§ **TASK BRIEF**:
Write what comes next in the text below about Jefferies' outlook on Tesla shares, picking up after its last sentence.

Jefferies raised its price target on Tesla to $850 to $700.
Automakers are set to improve margins by operating with less and better-allocated capital and Tesla is leading the way on earnings momentum and capital allocation, equity analyst Philippe Houchois said in a note to clients.
Looking into 2022 for Tesla, Jefferies sees higher global battery-powered electric vehicle demand, more battery and assembly capacity, and a broader model line-up including the Tesla S and Cybertruck.
Tesla shares were up as much as 3% on Monday, bringing them to largely flat on a year-to-date basis. The stock’s price has come down considerably from record highs reached in January.
“Tesla shares went through a healthy re-basing so far this year with execution risk and ‘noise’ dominating the investment case while Legacy [original equipment manufacturers] were fighting back with their own transition plans,” said Jefferies, in reference to rival auto makers.

§ **LISTING**:
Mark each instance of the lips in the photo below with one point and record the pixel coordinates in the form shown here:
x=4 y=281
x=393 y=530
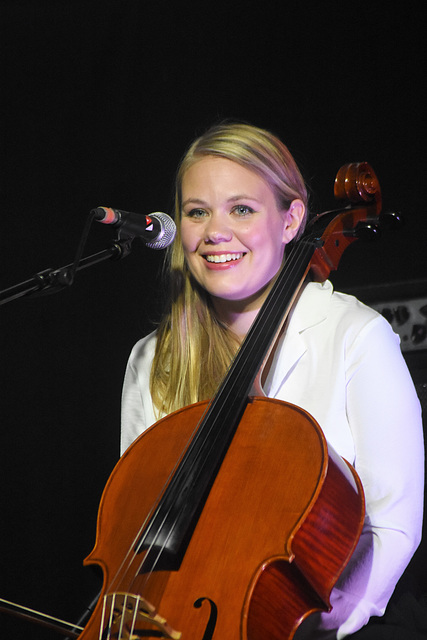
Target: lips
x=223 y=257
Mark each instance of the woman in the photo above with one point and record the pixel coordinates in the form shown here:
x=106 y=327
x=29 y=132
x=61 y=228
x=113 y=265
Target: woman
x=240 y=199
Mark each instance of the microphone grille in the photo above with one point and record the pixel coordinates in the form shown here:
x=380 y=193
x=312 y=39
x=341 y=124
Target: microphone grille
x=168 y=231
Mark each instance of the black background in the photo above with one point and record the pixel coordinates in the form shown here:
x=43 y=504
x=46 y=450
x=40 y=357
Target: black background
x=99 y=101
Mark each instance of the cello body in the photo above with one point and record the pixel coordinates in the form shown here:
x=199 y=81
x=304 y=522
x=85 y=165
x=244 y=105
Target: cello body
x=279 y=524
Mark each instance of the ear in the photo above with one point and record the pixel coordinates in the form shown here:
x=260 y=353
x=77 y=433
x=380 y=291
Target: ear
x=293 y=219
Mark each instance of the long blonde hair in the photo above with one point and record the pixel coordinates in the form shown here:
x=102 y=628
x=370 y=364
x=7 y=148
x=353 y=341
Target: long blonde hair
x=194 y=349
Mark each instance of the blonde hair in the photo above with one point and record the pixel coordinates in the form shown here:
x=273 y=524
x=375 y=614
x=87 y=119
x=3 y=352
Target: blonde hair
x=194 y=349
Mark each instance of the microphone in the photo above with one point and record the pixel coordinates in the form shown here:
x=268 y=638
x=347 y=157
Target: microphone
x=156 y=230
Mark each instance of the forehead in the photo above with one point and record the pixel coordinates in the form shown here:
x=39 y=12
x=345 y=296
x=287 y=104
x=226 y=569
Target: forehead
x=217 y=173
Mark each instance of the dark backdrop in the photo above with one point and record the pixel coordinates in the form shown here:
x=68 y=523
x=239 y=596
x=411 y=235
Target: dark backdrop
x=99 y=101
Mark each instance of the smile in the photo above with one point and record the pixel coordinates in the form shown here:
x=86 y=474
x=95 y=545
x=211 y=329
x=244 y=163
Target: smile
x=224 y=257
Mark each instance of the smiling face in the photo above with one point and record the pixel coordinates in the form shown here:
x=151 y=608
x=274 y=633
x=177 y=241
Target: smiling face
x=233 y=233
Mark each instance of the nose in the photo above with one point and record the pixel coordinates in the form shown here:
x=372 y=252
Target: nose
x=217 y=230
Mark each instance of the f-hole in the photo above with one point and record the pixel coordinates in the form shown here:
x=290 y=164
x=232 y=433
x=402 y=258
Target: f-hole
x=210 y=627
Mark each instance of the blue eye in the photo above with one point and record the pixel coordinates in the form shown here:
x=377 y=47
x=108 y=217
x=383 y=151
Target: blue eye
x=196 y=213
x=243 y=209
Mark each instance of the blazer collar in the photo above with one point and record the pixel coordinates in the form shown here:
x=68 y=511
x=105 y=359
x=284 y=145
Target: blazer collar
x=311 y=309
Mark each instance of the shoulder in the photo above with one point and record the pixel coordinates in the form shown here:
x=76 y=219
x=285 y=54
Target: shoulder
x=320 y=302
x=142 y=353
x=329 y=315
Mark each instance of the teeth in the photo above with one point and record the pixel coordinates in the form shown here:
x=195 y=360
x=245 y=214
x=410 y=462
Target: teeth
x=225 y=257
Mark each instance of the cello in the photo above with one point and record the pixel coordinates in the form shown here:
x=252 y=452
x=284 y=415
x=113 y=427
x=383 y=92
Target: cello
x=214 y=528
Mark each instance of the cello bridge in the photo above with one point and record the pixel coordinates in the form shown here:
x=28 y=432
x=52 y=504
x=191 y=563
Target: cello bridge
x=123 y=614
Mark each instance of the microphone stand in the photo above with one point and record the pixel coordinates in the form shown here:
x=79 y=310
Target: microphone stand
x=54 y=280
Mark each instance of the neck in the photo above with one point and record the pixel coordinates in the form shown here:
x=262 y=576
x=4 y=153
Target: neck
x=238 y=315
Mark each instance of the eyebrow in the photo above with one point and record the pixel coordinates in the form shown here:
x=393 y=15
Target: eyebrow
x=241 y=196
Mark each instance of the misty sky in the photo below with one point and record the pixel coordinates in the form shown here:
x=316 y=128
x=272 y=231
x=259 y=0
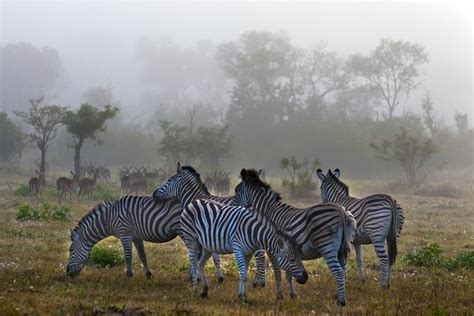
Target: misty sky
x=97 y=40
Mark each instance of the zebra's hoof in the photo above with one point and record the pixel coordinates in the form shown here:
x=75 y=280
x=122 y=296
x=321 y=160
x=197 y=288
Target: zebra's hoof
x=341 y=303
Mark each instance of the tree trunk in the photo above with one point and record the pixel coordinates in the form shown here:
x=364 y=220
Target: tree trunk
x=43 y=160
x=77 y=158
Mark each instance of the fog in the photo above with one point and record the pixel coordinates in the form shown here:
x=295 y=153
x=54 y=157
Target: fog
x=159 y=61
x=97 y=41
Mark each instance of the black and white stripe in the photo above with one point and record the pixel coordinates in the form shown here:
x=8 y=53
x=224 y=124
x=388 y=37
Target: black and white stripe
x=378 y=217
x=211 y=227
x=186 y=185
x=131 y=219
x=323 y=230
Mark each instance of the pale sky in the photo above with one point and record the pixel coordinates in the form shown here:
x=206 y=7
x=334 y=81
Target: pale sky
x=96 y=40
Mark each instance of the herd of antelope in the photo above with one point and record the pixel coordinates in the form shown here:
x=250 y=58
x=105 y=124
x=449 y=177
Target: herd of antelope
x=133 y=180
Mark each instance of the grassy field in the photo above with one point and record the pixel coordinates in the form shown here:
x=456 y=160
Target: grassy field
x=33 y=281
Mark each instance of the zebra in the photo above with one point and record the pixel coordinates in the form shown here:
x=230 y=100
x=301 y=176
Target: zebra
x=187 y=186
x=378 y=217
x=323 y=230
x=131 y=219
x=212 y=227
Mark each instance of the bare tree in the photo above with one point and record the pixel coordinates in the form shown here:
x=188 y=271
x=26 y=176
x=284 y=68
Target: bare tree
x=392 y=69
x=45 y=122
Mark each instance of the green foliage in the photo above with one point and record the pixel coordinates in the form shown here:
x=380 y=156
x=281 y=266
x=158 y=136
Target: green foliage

§ **ANSWER TO THIS TASK**:
But Tesla produced its strongest and cleanest set of financial figures in the second quarter before stepping up its product mix, said Jefferies. It raised its 2021 and 2022 estimates for Tesla’s net earnings before interest and tax by 17% each, to $5.5 billion and $8.03 billion, respectively.
“From low model complexity to direct distribution, Tesla is the benchmark [for capital employed] and should remain for sometime even as the model range expands (no legacy to wind down) and the company expands its network of physical stores and repair centers,” Jefferies wrote.